▶ QUESTIONS:
A – According to the movement cards post, how many times a week is the writer there working with the group?
B – In the movement cards post, switch "chorus" to "bridge" and write the passage out again, beginning at the words "3. Use one sequence" and stopping after "their own movement.".
[Opening SOURCE EXTRACT section]
Step by Step Movement Cards

From the original post:

Movement experiences are an important piece of my everyday work with clients of all ages.  In one school setting, the Occupational Therapist, Speech Pathologist, and myself collaborate with a group of high school students with special needs.  Our collaborative goals for this class center around: prevocational skills, optimal fitness and mobility, sequencing skills, reading and interpreting information, developing creativity, leadership and communication skills.  In order to address these skills through music, I developed creative dance cards that could be used everyday.  The cards can be implemented on the days I am not there working with the group since I am only there 2 times a week.

I sorted the cards into 4 different categories.  Yellow- upper body movements, Green- lower body, Purple- generate a movement from a picture/symbol, Orange- visualize a scene and create a movement.  During a session, one card from each category is selected. In the beginning, I keep the order of the cards the same (yellow, green, purple, orange). Students take turns selecting the cards, reading the cards, interpreting the movements, or creating the movements.  After deciding on the four movements, I may select one student to lead the group during one song.

Often different students will have their own interpretation of a movement after reading a card.  This is great as long as the basic directions are followed!  The best part about using the cards is that they can really be used with almost any kind of music!  Give it a try.  Pick one card from each category and then sequence the four movements. Try  sequencing the movements to any style of music.

Ideas for Extending the Experience:

1. Use an auditory cue (like a triangle) to assist the group in moving from one movement card to the next.

2. Have a student select the way the cards are sequenced.

3. Use one sequence for the verses of a song and select new cards for the chorus.

4. Leave one card color out of the sequence and see if the group can create their own movement.

5. For the A section of a song use the basic sequence of four movements.  For the B section, extend or alter each of the four movements in some way.

6. Create new color categories like: locomotor, non-locomotor, movement adverbs, animal movements, movement levels, etc.
[Closing SOURCE EXTRACT section]
[Opening GIVEN DATA section]
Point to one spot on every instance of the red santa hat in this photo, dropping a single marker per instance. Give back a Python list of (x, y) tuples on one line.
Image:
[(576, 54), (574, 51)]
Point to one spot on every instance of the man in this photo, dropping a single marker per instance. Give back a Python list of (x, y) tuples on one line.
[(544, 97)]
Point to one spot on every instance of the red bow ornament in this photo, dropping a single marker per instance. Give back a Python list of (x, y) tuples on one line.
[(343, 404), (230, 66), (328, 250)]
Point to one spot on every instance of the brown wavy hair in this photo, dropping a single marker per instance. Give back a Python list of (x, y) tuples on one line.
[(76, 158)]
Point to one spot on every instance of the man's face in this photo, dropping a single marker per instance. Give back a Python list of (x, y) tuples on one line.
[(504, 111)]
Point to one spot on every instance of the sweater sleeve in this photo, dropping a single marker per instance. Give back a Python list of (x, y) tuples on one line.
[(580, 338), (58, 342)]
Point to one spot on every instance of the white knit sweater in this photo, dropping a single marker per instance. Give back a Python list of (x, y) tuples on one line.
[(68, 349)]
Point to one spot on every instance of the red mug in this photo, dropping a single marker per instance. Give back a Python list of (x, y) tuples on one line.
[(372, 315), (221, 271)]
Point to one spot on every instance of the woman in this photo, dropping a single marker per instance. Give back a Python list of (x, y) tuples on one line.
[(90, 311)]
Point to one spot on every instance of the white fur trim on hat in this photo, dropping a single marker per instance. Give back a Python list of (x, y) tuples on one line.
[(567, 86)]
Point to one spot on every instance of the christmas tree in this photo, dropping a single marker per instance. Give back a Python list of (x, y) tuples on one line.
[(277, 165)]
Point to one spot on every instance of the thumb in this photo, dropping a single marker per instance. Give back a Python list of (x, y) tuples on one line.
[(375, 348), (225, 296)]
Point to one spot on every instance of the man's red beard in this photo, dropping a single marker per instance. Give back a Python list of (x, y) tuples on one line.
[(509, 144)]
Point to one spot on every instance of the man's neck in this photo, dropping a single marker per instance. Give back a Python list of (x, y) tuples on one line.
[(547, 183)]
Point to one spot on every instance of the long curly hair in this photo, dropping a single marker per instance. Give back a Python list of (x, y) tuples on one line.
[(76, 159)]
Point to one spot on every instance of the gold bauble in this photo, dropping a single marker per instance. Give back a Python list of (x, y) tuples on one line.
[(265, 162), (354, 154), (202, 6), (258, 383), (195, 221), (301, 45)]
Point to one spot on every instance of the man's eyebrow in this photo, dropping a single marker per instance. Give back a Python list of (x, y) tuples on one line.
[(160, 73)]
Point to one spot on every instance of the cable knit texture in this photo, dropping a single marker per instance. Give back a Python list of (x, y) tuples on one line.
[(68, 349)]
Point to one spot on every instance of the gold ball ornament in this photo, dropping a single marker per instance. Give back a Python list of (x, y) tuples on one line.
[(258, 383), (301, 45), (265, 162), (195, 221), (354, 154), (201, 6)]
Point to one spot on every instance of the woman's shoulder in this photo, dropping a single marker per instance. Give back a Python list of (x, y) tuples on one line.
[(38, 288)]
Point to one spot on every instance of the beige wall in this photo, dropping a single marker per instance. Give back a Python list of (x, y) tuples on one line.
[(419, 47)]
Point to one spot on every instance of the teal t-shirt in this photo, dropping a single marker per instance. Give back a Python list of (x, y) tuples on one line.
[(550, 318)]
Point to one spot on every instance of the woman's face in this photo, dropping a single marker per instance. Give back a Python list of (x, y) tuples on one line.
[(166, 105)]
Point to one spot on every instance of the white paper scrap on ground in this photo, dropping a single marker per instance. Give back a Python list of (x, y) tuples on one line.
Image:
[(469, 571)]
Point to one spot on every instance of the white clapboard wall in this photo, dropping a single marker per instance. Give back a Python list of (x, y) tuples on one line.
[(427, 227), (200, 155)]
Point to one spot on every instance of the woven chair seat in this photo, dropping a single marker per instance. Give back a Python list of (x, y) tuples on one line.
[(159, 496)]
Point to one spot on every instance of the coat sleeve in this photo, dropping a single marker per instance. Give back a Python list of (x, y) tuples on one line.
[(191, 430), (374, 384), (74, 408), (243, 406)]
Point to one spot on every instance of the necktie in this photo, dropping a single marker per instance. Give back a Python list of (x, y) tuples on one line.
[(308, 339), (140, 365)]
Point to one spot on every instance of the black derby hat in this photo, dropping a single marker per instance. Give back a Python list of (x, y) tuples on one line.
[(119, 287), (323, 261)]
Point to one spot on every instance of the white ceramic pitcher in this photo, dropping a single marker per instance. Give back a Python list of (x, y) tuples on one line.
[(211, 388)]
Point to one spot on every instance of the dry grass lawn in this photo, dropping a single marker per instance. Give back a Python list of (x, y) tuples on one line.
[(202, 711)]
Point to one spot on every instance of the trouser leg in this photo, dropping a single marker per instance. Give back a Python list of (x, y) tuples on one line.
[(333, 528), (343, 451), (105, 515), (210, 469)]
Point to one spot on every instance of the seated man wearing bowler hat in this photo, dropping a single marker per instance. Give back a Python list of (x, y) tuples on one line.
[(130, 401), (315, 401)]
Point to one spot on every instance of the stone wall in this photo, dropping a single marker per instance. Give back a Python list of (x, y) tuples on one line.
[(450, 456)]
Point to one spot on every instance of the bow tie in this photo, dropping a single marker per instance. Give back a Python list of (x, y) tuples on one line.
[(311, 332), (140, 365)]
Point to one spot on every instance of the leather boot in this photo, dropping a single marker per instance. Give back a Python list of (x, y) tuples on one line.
[Closing GIVEN DATA section]
▶ SOLUTIONS TO THE TASKS:
A – Two times a week.

B –
3. Use one sequence for the verses of a song and select new cards for the bridge.

4. Leave one card color out of the sequence and see if the group can create their own movement.